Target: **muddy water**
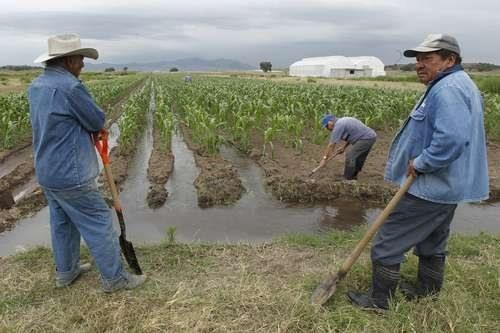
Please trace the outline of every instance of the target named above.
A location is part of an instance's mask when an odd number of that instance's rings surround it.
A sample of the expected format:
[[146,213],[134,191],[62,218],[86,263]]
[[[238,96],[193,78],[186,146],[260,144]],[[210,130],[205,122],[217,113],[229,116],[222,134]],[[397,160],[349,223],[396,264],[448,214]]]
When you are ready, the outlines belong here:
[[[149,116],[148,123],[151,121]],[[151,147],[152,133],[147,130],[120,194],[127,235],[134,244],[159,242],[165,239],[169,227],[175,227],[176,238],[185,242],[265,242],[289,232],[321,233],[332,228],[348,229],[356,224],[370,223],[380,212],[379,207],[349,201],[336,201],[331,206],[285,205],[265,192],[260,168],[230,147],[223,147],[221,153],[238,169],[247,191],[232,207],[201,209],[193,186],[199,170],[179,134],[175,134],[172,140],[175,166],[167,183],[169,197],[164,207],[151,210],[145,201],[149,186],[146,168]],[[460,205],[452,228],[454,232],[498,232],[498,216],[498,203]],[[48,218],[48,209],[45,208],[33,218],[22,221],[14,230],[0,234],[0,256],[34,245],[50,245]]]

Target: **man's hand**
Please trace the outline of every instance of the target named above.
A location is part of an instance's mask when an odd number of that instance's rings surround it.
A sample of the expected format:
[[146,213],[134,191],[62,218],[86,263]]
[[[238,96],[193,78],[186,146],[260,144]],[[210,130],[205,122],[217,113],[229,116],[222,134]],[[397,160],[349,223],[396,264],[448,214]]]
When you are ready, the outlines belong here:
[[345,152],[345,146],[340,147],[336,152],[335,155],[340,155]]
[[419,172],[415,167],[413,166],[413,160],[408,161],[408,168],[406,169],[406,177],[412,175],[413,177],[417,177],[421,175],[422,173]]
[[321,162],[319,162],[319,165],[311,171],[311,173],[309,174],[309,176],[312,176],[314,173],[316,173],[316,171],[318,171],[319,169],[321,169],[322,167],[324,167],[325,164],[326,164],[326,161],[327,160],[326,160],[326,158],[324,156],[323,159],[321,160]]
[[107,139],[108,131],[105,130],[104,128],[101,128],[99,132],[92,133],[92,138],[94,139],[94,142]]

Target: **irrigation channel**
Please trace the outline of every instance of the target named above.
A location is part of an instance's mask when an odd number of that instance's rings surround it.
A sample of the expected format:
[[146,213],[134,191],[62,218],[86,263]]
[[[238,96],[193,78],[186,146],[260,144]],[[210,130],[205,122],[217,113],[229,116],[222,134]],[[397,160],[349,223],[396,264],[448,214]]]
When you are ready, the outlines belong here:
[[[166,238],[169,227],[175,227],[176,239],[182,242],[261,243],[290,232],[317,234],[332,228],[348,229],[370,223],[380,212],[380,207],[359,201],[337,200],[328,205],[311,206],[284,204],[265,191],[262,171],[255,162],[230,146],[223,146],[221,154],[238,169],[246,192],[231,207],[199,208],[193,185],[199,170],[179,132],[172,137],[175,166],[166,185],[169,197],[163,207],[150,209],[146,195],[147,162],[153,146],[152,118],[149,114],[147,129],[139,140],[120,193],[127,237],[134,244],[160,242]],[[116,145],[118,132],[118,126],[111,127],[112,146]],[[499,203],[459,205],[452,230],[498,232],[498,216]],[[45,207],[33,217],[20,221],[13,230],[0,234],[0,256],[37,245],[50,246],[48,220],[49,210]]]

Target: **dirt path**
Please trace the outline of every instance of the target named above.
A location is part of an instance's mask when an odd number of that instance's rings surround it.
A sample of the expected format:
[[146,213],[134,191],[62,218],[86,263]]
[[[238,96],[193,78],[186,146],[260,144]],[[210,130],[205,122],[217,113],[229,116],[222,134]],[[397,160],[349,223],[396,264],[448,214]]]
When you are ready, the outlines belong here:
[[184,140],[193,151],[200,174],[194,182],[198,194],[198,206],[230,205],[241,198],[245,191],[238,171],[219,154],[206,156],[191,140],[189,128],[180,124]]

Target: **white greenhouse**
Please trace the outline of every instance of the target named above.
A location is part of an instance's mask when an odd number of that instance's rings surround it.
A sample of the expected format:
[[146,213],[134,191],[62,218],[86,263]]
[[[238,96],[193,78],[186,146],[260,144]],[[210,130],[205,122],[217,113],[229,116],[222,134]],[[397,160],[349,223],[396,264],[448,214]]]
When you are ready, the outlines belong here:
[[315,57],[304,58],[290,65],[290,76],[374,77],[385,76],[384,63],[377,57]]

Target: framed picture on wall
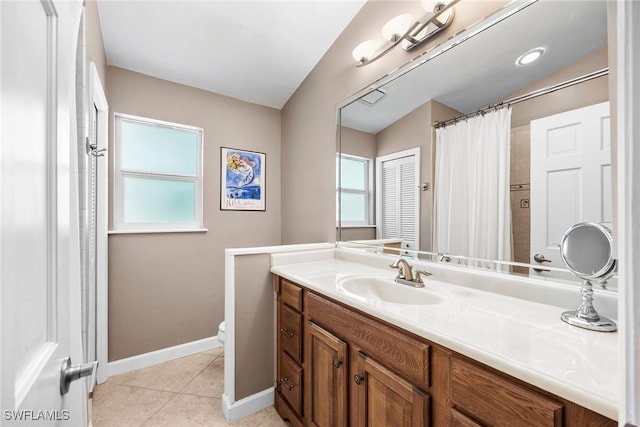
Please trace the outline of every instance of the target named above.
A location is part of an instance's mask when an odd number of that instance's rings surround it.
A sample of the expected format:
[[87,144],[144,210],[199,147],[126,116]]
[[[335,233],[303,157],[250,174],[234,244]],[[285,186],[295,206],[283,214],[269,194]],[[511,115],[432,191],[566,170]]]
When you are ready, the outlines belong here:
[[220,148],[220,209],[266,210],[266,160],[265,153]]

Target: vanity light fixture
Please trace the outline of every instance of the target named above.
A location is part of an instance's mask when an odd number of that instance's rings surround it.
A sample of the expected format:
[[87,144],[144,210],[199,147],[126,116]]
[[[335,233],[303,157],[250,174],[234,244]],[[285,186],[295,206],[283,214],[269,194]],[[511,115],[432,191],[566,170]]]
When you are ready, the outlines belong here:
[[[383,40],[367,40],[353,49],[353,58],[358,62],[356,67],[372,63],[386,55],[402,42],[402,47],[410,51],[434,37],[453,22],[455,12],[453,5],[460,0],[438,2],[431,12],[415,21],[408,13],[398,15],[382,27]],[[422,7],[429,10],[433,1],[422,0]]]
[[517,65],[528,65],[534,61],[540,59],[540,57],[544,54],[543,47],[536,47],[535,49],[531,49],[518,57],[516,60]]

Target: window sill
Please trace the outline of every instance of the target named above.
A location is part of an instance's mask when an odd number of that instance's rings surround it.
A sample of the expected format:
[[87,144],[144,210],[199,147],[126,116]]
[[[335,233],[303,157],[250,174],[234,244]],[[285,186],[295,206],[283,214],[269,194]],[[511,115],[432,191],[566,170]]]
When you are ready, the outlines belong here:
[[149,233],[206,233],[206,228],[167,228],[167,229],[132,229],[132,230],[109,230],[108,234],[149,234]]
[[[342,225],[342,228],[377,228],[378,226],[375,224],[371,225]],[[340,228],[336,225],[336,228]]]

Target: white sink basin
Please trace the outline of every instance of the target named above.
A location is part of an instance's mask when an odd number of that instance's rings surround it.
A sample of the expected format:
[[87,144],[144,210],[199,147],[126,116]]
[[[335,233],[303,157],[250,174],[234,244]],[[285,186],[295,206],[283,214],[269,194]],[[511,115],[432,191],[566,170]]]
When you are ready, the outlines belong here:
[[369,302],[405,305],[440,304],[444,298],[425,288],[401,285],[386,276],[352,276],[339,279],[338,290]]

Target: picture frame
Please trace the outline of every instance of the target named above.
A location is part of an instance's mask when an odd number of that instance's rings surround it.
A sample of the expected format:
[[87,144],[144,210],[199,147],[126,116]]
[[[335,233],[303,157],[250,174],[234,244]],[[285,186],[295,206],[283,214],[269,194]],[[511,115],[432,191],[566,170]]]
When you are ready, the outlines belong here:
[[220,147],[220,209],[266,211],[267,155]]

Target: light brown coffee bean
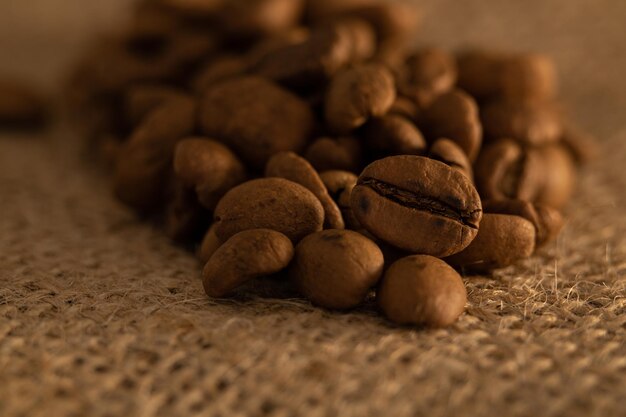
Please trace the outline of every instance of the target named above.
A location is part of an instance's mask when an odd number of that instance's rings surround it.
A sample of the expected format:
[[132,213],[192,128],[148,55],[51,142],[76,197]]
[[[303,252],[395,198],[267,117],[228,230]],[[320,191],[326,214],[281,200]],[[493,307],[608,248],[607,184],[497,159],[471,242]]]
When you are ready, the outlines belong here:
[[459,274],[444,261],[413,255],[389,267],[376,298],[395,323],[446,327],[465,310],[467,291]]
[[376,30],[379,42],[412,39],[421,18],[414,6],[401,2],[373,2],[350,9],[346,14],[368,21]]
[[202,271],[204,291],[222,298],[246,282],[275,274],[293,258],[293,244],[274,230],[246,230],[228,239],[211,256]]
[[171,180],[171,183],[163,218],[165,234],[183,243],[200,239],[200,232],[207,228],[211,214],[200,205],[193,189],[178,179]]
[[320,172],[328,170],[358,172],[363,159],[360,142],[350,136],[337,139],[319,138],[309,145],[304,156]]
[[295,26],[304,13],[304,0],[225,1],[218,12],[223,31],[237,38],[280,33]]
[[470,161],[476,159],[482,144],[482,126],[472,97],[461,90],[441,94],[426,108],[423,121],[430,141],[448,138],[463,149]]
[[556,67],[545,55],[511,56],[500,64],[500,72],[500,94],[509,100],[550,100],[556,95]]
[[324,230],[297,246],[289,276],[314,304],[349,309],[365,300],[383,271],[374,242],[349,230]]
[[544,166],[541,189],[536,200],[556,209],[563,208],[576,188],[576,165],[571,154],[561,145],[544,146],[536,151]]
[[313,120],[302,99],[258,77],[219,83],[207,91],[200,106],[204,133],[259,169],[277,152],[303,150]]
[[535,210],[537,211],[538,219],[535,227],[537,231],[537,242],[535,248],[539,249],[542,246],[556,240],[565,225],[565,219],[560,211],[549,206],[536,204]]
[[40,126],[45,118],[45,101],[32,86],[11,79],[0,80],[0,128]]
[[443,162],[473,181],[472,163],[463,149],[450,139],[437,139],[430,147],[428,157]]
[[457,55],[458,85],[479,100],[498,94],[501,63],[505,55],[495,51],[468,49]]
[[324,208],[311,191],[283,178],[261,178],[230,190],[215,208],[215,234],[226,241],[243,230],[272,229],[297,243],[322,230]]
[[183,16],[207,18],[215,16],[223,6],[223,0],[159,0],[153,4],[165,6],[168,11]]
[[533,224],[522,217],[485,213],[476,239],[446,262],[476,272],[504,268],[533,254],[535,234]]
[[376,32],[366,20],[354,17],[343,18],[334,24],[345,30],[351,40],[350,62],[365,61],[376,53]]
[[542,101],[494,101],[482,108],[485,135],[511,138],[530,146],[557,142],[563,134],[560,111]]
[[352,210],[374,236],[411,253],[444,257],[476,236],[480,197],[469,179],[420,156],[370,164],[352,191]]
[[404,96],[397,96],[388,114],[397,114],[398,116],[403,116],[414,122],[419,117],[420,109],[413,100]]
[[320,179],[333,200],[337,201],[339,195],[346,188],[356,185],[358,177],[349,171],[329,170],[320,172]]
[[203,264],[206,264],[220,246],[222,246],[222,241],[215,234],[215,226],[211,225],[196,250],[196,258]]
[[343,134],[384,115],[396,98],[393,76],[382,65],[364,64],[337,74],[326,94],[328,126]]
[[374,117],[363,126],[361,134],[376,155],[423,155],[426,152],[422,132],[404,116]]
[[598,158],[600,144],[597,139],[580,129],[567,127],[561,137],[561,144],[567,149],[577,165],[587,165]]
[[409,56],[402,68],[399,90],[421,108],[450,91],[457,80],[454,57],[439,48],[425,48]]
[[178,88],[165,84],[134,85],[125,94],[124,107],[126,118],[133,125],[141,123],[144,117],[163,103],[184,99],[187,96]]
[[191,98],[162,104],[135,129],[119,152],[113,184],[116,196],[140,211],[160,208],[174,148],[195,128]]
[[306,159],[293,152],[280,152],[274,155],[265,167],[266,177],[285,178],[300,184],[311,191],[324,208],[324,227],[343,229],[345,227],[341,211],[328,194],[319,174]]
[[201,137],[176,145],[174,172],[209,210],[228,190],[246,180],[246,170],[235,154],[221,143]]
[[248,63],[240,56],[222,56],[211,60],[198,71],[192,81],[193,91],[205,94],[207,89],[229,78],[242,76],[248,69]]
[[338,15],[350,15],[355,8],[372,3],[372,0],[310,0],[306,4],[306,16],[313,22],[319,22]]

==*==

→ WHAT IS NEEDED: In the records above, find the lines holding "white". Copy each one.

→ RESULT FOR THIS TASK:
Target: **white greenhouse**
Target: white sink basin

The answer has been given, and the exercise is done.